● **Angezeigter Text**
==========
Mein Papa ist ein Genie. Doch, wirklich. Das sag ich jetzt nicht nur, weil mein Papa mein Papa ist (und gerade hinter mir steht). Mein Papa ist ungelogen ein Genie (*Hand auf die Bibel, ernsthaft guck*). Ein Bau-Genie, um genau zu sein. Warum? Darum:

Bei seinem letzten Ausflug in “dieses Internet” landete mein Papa auf irgendeiner Website, auf der es um antike Webstühle ging. Und dort fand er auf “Seite 23” die Zeichnung eines alten Webrahmens aus dem … irgendeinem Jahrhundert halt. Nun spielten sich mehrere Dinge gleichzeitig im Kopf meines Papas ab:



“Ach?!”

“Häh?!”

“Hmm?!

“Wie???”

Die nächsten Wochen verbrachte mein Papa viel Zeit in seinem Häuschen. Das steht bei meinen Eltern im Garten und hat so ziemlich alles zu bieten, was ein Handwerkerherz höher schlagen lässt. Von draußen hörte man nur Gehämmer, Gesäge – und ab und zu auch einen deftigen Fluch. Denn, Zitat Papa: “Ohne zu fluchen kann man nix bauen!”
==========
● **Vorliegende Daten**
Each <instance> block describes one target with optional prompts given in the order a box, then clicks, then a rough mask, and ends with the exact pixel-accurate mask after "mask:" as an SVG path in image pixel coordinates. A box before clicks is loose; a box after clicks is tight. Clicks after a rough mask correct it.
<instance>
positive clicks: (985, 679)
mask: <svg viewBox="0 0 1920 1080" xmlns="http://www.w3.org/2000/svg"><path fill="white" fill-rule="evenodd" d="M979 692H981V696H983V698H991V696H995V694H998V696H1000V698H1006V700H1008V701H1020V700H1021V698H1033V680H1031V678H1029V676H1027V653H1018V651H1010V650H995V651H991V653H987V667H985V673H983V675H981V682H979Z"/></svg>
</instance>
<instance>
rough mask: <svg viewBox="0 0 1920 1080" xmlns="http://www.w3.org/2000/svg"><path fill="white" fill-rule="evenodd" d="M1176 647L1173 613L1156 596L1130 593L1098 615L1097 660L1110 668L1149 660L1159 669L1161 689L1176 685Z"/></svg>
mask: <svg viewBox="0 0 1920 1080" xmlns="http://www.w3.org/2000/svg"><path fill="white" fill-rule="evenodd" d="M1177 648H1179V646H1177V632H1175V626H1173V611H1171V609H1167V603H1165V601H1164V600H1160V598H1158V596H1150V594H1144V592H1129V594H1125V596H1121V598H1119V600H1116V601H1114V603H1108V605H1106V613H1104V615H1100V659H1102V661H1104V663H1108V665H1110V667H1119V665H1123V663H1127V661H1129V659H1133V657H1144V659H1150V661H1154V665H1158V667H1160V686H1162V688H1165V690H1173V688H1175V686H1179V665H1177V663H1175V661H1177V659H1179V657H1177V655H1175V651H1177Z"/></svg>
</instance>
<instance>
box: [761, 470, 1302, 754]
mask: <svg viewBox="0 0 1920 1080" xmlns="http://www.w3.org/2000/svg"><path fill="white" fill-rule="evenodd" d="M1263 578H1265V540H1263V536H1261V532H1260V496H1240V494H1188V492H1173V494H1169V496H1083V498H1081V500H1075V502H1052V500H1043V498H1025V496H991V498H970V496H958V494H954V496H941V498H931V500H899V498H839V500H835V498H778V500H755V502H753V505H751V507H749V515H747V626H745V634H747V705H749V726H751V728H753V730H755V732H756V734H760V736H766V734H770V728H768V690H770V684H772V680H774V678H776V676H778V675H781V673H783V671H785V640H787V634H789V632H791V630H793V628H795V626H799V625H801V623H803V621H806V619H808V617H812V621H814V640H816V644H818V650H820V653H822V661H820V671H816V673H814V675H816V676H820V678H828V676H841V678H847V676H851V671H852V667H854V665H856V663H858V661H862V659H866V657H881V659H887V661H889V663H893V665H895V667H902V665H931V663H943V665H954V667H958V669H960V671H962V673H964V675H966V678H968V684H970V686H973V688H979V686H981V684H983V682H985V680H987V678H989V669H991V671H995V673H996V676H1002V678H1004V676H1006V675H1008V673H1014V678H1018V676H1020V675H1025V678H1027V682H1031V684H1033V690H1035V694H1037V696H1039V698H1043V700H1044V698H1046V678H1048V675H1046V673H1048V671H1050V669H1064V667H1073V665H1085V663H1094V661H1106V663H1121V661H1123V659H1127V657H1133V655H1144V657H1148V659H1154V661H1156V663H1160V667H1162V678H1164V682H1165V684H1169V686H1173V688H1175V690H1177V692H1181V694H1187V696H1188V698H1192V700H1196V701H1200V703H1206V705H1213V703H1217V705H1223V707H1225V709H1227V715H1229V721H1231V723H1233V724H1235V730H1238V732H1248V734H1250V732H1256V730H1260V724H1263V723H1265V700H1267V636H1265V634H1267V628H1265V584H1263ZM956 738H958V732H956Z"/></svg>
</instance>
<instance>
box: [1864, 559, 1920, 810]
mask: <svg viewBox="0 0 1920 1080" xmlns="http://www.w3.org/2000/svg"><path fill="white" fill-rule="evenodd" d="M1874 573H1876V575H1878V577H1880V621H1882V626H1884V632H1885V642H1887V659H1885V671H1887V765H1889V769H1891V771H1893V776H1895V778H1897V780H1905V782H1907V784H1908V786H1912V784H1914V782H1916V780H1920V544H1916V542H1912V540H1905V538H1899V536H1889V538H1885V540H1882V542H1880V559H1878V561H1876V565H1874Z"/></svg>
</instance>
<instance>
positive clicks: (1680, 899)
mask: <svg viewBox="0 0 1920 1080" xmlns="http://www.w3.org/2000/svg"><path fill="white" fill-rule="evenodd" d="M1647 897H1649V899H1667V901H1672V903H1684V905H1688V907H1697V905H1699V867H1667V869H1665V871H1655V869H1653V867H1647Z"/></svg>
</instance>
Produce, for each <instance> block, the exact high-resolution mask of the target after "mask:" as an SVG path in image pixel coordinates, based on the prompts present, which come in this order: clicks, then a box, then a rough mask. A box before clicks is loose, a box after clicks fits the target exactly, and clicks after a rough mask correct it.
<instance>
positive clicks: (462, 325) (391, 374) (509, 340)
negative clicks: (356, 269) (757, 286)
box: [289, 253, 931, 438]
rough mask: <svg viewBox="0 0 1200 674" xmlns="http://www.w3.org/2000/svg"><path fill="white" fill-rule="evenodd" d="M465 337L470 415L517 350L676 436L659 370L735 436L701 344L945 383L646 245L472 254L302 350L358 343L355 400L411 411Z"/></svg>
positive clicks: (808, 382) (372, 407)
==========
● **Arbeitsauftrag**
Zähle alles auf, was man laut dem Text über den Bau-Genie-Papa von draußen aus seinem Häuschen hörte. Die Datensätze braucht man dafür nicht.

● **Lösung**
Von draußen hörte man Gehämmer, Gesäge und ab und zu einen deftigen Fluch.